**What you are asked to do:** In the polyphosphazene review below, copy word for word the stretch from "Keywords: polyphosphazenes /" through "is also possible.".

**Passage provided:**
- Opening Delimiter -

J. Chil. Chem. Soc. v.52 n.2 Concepción jun. 2007 


J. Chil. Chem. Soc, 52, Nº 2 (2007) págs.: 1191-1195





Departamento de Química Orgánica e Inorgánica. Facultad de Química. Universidad de Oviedo. Oviedo 33071.Spain.


This review covers the chemistry of the polyphosphazene homo or random copolymers having repeating units of the type [NP(O2-biaryl)]n, were the P(dioxy-biaryl) moieties are cyclic (polyspirophosphazenes), specially those of the types [NP(O2C12H8)]n [(O2C12H8)=2,2´-dioxy-1,1´-biphenyl], and the chiral [NP(O2C20H12)]n [(O2C20H12)= 2,2-dioxy-1,1´-binaphthyl] or [NP(O2C20H10R2)]n [(O2C20H10R2)= 2,2´-dioxy-1,1´-binaphthyl functionalized in the 6,6´positions]. Special mention is made to the molecular and solid state structure, the behaviour in solution, the thermal properties, and, in the case of the chiral polymers, their chirooptical properties. The use of some of this polymers as precursors for different kind of materials, such as polymeric complexes with the transition metals and their use as supported catalysts, branched phosphazene polymers and metal containing nanoparticles is also discussed.

Keywords: polyphosphazenes / chiral / metal-containing / supported catalysts.

1. Polyspirophosphazenes homo and copolymers.

Polyphosphazenes (figure 1) are polymers having repeating units of the types [NPX2] with X=halogen or pseudohalogen, (polyhalophosphazenes) (1a), [NPR2] with R=alkyl or aryl [poly(alkyl)phosphazenes or poly(aryl)phosphazenes)] (1b), [NP(OR)2] with R=alkyl or aryl, [poly(alcoy) phosphazenes or poly(aryloxy)phosphazenes] (1c), or [NP(NHR)2] [poly(am ino)phosphazenes] (1d). A variety of copolymers combining two or more of those units is also possible.

The already vast knowledge acquired on those polymers has been reviewed in a number of papers and books1. Although they are normally considered as inorganic polymers2,3 (chains not formed by carbon atoms), because of the presence of organic pendant groups (which is very frequent) they are in fact hybrid organic-inorganic polymers1d. They are commonly represented with formal alternated P=N double bonds (fig 2a). In fact, an alternation of shorter (P=N) and longer (P-N) bonds is usually observed along the chains4a, although in some conformations, for example in optimized helical chains, all the P-N bond distances may be almost equal4a (as observed in all the cyclic phosphazenes), and the other representation shown in fig 2b might be also appropriate. In any case, it should be taken into account that the analysis of the bonding show no electronic delocalization4b and that they are non-conducting polymers [in fact, they are isoelectronic with the polysiloxanes (silicones)].

- Closing Delimiter -

Saved data entries:

- Opening Delimiter -

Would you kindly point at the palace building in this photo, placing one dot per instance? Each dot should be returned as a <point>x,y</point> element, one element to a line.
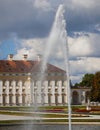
<point>23,84</point>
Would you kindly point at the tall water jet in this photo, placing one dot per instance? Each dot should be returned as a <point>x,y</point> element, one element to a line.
<point>59,35</point>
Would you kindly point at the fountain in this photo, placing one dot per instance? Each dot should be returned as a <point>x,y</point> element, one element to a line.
<point>59,35</point>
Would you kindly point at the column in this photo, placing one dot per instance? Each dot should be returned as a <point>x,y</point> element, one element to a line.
<point>20,92</point>
<point>45,92</point>
<point>59,92</point>
<point>1,86</point>
<point>53,92</point>
<point>7,92</point>
<point>13,84</point>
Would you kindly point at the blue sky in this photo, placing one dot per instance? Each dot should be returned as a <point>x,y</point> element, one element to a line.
<point>25,26</point>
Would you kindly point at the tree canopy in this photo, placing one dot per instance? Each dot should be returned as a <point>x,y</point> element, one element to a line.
<point>93,81</point>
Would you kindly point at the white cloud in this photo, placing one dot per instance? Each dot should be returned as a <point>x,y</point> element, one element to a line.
<point>42,4</point>
<point>32,47</point>
<point>86,44</point>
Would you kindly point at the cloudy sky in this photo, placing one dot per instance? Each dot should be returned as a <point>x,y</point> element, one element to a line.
<point>25,26</point>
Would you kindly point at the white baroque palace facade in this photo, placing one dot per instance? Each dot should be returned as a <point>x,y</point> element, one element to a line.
<point>20,84</point>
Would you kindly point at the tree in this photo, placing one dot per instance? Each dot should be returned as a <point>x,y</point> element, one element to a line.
<point>87,80</point>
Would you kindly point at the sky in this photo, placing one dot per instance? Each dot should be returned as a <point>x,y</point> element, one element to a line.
<point>25,26</point>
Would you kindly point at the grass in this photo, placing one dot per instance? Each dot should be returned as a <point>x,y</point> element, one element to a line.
<point>49,112</point>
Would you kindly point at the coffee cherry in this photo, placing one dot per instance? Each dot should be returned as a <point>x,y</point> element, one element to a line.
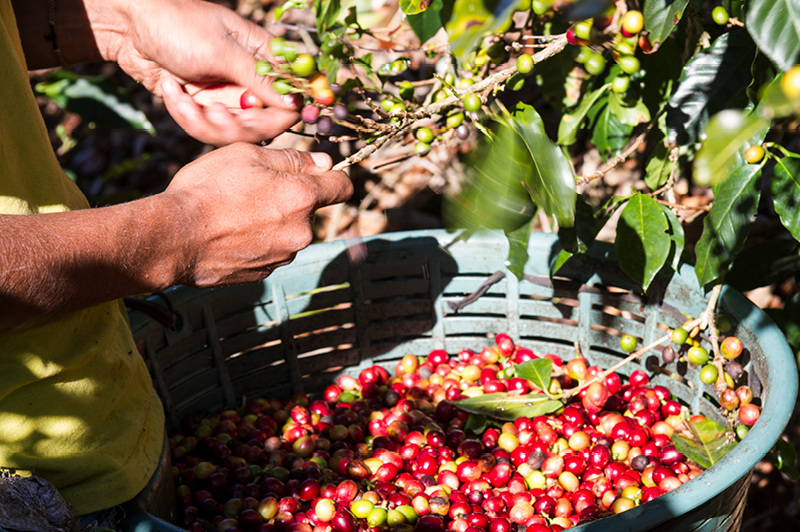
<point>516,82</point>
<point>628,343</point>
<point>628,63</point>
<point>324,127</point>
<point>679,336</point>
<point>424,134</point>
<point>340,112</point>
<point>309,115</point>
<point>595,64</point>
<point>790,83</point>
<point>731,347</point>
<point>524,63</point>
<point>583,30</point>
<point>709,374</point>
<point>304,65</point>
<point>632,23</point>
<point>472,102</point>
<point>754,154</point>
<point>248,100</point>
<point>620,84</point>
<point>720,15</point>
<point>454,120</point>
<point>749,414</point>
<point>324,97</point>
<point>697,355</point>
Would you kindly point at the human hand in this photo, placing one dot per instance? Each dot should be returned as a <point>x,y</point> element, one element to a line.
<point>177,48</point>
<point>247,210</point>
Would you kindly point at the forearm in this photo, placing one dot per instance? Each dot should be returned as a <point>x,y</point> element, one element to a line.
<point>56,263</point>
<point>86,30</point>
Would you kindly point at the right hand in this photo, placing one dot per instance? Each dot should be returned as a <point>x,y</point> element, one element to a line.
<point>246,210</point>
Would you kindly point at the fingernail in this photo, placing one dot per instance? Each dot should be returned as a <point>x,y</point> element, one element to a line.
<point>292,101</point>
<point>321,159</point>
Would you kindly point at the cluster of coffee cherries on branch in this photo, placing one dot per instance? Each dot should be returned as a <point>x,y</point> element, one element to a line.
<point>588,34</point>
<point>722,373</point>
<point>296,73</point>
<point>382,452</point>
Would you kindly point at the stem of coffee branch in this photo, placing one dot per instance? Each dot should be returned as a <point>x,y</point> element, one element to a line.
<point>408,119</point>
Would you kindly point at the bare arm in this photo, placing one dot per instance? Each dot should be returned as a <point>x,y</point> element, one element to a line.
<point>231,216</point>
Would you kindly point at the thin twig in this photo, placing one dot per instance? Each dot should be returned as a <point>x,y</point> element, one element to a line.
<point>603,374</point>
<point>683,207</point>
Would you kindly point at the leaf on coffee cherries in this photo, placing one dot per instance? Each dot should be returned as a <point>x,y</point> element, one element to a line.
<point>704,442</point>
<point>538,371</point>
<point>509,407</point>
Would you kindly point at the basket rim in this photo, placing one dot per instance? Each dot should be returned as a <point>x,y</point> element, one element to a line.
<point>776,411</point>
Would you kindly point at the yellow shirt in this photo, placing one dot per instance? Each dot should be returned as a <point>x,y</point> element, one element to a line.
<point>77,405</point>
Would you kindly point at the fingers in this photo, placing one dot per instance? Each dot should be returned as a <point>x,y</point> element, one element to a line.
<point>332,186</point>
<point>215,123</point>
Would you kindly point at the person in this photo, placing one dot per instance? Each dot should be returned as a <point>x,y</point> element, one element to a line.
<point>77,406</point>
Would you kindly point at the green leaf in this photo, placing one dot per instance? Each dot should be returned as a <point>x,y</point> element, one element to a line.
<point>509,407</point>
<point>428,23</point>
<point>609,135</point>
<point>728,223</point>
<point>494,195</point>
<point>414,7</point>
<point>764,263</point>
<point>705,442</point>
<point>785,187</point>
<point>104,104</point>
<point>727,133</point>
<point>471,20</point>
<point>774,25</point>
<point>642,245</point>
<point>290,4</point>
<point>571,122</point>
<point>327,11</point>
<point>629,112</point>
<point>677,236</point>
<point>550,180</point>
<point>661,16</point>
<point>518,248</point>
<point>658,167</point>
<point>708,82</point>
<point>476,423</point>
<point>538,371</point>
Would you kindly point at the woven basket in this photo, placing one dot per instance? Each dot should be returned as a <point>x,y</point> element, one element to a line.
<point>324,315</point>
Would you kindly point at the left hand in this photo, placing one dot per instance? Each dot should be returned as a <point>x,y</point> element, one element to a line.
<point>176,48</point>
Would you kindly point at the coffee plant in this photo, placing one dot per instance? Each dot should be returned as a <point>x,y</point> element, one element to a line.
<point>707,91</point>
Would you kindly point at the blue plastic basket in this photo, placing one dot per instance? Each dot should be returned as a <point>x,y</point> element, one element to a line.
<point>323,316</point>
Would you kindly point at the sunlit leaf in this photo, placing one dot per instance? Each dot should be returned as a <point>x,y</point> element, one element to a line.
<point>704,442</point>
<point>661,16</point>
<point>628,112</point>
<point>509,407</point>
<point>728,223</point>
<point>571,122</point>
<point>642,245</point>
<point>538,371</point>
<point>428,23</point>
<point>775,26</point>
<point>709,80</point>
<point>414,7</point>
<point>727,133</point>
<point>785,186</point>
<point>550,180</point>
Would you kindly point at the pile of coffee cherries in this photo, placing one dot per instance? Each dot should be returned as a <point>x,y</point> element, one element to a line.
<point>382,452</point>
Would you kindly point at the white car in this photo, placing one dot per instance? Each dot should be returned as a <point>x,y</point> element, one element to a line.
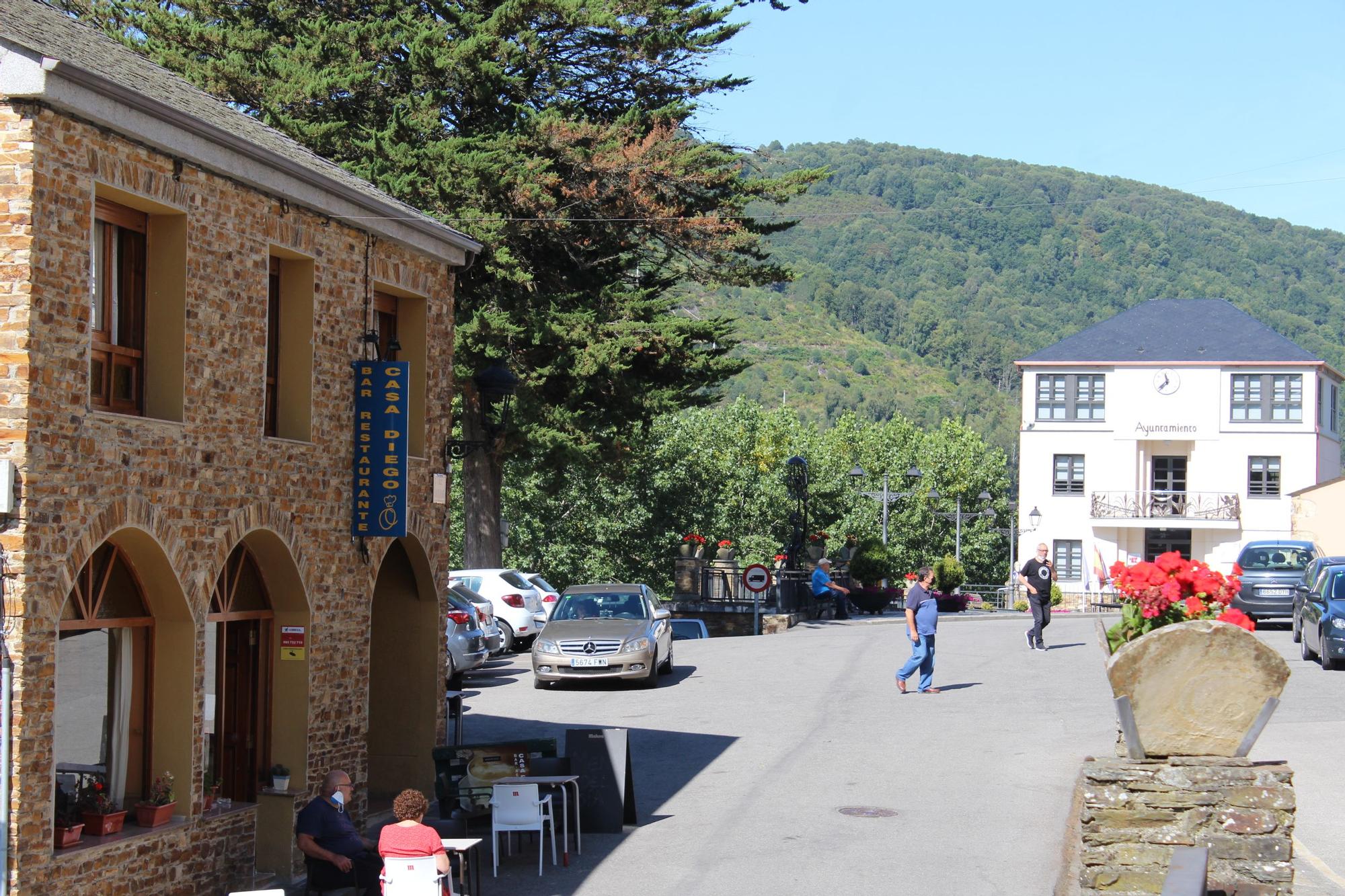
<point>518,606</point>
<point>549,594</point>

- Closing Delimiter -

**Result:**
Keywords: polyphosphazenes / chiral / metal-containing / supported catalysts.

1. Polyspirophosphazenes homo and copolymers.

Polyphosphazenes (figure 1) are polymers having repeating units of the types [NPX2] with X=halogen or pseudohalogen, (polyhalophosphazenes) (1a), [NPR2] with R=alkyl or aryl [poly(alkyl)phosphazenes or poly(aryl)phosphazenes)] (1b), [NP(OR)2] with R=alkyl or aryl, [poly(alcoy) phosphazenes or poly(aryloxy)phosphazenes] (1c), or [NP(NHR)2] [poly(am ino)phosphazenes] (1d). A variety of copolymers combining two or more of those units is also possible.